In this piece, teacher Darlene Morris reflects on her time as a participant in Rivers and Resistance: Freedom Seeking in Eastern NC | NC DNCR, an immersive, place-based workshop that explored acts of resistance, resilience, and survival of enslaved people across eastern NC. Hosted by the NC Department of Natural & Cultural Resources’ Office of K-12 Education & Outreach, NC Museum of Natural Sciences, Somerset Place, and Historic Edenton - in collaboration with Carolina K-12 at UNC-CH - the program highlighted the deep connections between the region’s ecology and the courageous strategies freedom seekers employed. The agenda included site tours, a paddle along the Cashie River, a foodways presentation by chef Ade Carrena, a performance of spirituals by Mary D. Williams, discussion, and pedagogical exploration.
Somewhere during a 3 zillion mile drive drive home from the Rivers and Resistance workshop, it hit me: I can’t keep teaching parts of my Biology curriculum the way I always have. Something in me shifted. Some lessons need to be immersive, I realized, with real roots.

----------

Directions:
a) In the reflection on the Rivers and Resistance workshop, who gave the foodways presentation?
b) Pick up the Rivers and Resistance workshop reflection after its final sentence and carry it forward.
The entries that follow are separate material, not part of the workshop reflection.

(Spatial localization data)

----------

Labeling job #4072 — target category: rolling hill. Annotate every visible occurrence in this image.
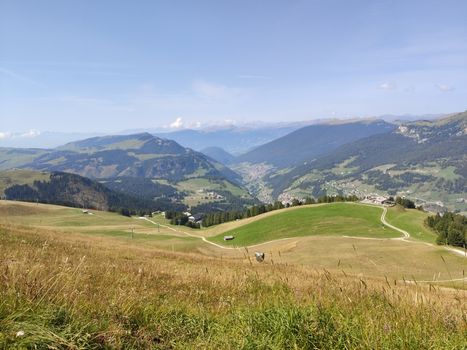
[201,147,235,165]
[0,170,181,212]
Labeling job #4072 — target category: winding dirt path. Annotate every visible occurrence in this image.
[140,204,467,258]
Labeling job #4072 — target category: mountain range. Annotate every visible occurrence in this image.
[0,133,255,209]
[0,112,467,212]
[243,112,467,211]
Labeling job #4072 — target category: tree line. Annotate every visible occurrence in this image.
[425,212,467,247]
[165,195,359,228]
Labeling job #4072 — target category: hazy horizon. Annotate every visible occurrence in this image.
[0,1,467,134]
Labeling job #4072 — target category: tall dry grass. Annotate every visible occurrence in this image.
[0,226,467,349]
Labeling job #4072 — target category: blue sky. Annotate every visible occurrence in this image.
[0,0,467,133]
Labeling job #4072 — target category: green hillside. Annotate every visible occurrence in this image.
[256,112,467,212]
[210,203,400,247]
[0,169,185,212]
[0,133,256,210]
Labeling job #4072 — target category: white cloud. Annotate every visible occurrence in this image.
[378,82,396,90]
[436,84,454,92]
[238,74,272,79]
[0,131,11,140]
[192,80,240,100]
[169,118,183,129]
[18,129,41,138]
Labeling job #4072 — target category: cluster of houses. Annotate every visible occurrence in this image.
[362,193,395,205]
[183,211,204,225]
[198,188,225,200]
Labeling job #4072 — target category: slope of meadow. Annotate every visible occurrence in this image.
[0,219,467,349]
[0,201,467,349]
[210,203,400,246]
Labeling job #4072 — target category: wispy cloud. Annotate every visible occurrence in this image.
[0,67,44,87]
[435,84,454,92]
[238,74,272,79]
[0,129,41,140]
[169,117,183,129]
[378,82,396,90]
[18,129,41,139]
[0,131,11,140]
[192,80,241,100]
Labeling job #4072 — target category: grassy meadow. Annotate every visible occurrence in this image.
[0,201,467,349]
[210,203,400,247]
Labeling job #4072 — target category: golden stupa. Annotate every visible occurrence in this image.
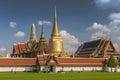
[48,8,64,56]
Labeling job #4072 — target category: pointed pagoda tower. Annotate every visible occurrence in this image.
[30,23,37,41]
[49,8,64,56]
[5,48,9,58]
[38,20,48,55]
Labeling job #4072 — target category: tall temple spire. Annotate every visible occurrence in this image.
[38,19,48,55]
[41,18,45,38]
[51,7,60,36]
[30,23,37,41]
[48,7,64,56]
[5,48,9,58]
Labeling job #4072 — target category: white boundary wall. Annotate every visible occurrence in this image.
[0,67,35,72]
[55,66,103,72]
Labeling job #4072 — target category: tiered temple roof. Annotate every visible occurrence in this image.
[75,38,117,58]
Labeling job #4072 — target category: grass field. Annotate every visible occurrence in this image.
[0,72,120,80]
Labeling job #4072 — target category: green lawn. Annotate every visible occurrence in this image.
[0,72,120,80]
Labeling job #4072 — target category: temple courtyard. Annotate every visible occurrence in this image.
[0,72,120,80]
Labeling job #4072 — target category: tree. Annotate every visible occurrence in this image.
[108,54,117,72]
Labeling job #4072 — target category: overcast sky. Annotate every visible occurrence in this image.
[0,0,120,55]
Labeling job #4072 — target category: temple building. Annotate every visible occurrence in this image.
[75,38,120,58]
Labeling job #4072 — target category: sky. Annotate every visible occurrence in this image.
[0,0,120,56]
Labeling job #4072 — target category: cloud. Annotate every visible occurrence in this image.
[86,12,120,48]
[9,22,17,28]
[14,31,25,37]
[60,30,81,54]
[113,43,119,50]
[88,22,111,32]
[38,20,51,26]
[0,48,6,52]
[94,0,120,9]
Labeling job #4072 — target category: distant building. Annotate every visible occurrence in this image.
[75,38,120,58]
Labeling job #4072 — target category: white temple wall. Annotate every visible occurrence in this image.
[55,66,103,72]
[0,67,35,72]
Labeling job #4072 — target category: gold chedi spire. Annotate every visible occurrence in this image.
[38,20,48,55]
[5,48,9,58]
[30,23,36,41]
[48,8,64,56]
[40,20,45,39]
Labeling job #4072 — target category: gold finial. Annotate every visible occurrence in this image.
[48,7,64,56]
[41,18,45,38]
[6,48,9,58]
[51,7,60,36]
[30,23,36,41]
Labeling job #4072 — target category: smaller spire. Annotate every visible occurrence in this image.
[5,48,9,58]
[30,23,37,41]
[51,7,60,36]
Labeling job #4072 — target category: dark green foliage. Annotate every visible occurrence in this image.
[0,72,120,80]
[108,55,117,67]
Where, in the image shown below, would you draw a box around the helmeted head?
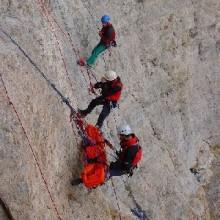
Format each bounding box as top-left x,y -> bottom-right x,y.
101,15 -> 111,24
104,70 -> 118,81
117,124 -> 132,136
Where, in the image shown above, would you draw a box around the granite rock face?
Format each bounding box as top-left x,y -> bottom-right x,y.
0,0 -> 220,220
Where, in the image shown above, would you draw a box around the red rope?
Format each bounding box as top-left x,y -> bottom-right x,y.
38,0 -> 74,97
0,74 -> 62,220
111,179 -> 122,220
38,0 -> 97,92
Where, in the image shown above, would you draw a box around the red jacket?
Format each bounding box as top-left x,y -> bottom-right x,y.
119,134 -> 142,168
100,23 -> 115,47
105,78 -> 123,102
94,77 -> 123,102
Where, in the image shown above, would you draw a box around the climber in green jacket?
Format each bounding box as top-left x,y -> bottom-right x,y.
78,15 -> 116,67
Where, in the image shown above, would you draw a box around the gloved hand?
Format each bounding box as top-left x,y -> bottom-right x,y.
115,150 -> 121,157
93,82 -> 102,89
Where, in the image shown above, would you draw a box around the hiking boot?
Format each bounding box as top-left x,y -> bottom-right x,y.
78,109 -> 88,118
77,57 -> 86,66
71,178 -> 83,186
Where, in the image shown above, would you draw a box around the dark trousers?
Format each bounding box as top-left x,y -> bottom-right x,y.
85,96 -> 111,128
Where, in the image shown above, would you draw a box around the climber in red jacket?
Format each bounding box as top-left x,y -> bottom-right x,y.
79,70 -> 123,128
78,15 -> 116,67
109,125 -> 142,178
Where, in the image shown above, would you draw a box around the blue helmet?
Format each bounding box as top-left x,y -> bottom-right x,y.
101,15 -> 110,24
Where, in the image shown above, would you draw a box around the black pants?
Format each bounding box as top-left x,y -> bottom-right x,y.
85,96 -> 116,128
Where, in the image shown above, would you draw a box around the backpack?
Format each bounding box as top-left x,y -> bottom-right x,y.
81,163 -> 106,188
132,145 -> 143,167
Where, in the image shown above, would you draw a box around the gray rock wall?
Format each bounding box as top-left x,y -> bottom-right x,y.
0,0 -> 220,220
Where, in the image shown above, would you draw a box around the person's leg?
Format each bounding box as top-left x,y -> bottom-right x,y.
86,43 -> 106,66
109,161 -> 125,178
79,96 -> 105,116
96,102 -> 111,128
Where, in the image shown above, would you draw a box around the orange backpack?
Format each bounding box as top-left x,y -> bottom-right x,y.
81,124 -> 107,188
81,163 -> 106,188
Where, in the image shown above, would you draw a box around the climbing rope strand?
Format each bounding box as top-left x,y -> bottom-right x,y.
0,73 -> 62,220
0,27 -> 86,143
38,0 -> 97,93
0,27 -> 73,113
38,0 -> 77,99
111,179 -> 122,220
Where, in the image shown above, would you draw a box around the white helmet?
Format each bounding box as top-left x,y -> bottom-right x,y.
117,124 -> 132,135
104,70 -> 118,81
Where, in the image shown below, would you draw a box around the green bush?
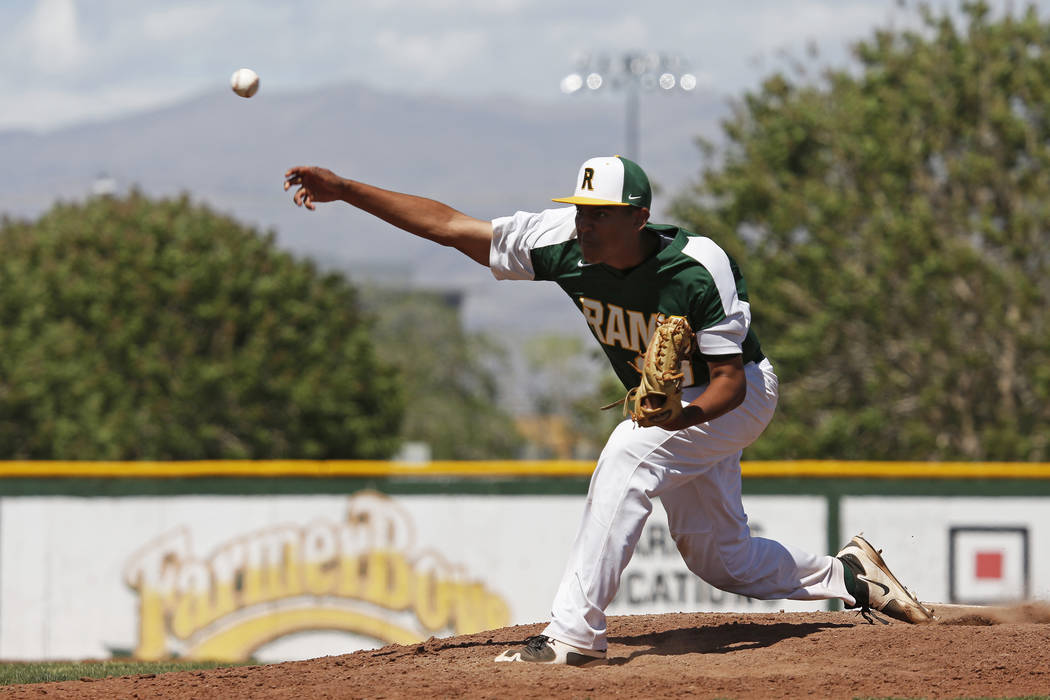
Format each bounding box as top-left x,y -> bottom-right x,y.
0,192 -> 401,460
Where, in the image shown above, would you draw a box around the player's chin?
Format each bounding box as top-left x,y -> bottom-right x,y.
580,240 -> 602,264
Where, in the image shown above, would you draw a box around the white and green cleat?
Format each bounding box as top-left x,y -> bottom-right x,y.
496,634 -> 605,666
836,535 -> 933,624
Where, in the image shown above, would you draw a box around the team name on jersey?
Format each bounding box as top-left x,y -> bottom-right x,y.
580,297 -> 693,386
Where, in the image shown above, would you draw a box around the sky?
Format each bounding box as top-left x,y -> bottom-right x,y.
0,0 -> 982,130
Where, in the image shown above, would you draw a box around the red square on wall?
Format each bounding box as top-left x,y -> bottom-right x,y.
974,552 -> 1003,578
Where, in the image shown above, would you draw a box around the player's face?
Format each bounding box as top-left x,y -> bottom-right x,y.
576,205 -> 649,268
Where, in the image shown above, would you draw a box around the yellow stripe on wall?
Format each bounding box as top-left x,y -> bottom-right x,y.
0,460 -> 1050,479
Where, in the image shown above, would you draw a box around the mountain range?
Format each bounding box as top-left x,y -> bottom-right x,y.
0,79 -> 730,411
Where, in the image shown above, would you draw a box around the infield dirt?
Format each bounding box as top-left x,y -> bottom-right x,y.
0,603 -> 1050,699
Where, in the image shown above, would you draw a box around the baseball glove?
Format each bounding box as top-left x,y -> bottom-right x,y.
605,316 -> 693,427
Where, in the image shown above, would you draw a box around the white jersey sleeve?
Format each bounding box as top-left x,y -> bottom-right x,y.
488,207 -> 576,279
683,236 -> 751,356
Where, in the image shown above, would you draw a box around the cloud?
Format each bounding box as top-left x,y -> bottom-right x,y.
375,30 -> 488,78
141,4 -> 223,41
16,0 -> 84,75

----------

Expected outputs:
a) Chef Ade Carrena gave the foodways presentation.

b)
The weekend experience of Rivers and Resistance started with a four‑hour drive from my spring break vacation to what I assumed would be a beneficial but fairly standard professional development experience. I expected something interesting, something fun, something I could fold neatly into my classroom practice. Little did I know I was in for so much more.
Our Friday began with a tour of Somerset Place, part of DNCR’s division of State Historic Sites, and a moment of reflection—why we were there, what we hoped to gain. My first thought was, “Whoa. Wait. Where’s the PowerPoint?”
As we toured, people talked together, drifted off to take photos, or contemplated the weight of the history we were walking through. Nothing was packaged. Nothing was rushed. It just…was.
The next day pushed the limits of what I had mentally categorized as “spring break vacation.” A 5:30 a.m. wake‑up? Yes. (To be fair, they did warn me.) We started early, canoeing the small creeks off the Cashie River. This was the moment things shifted. We learned about the waterways, how they supported life, and how they tie into the histories of Indigenous communities in eastern North Carolina. It wasn’t a lesson; it was stepping inside something living. We listened to birds and fish, and a water moccasin slid lazily across the water.
I kept thinking: This is what learning is supposed to feel like.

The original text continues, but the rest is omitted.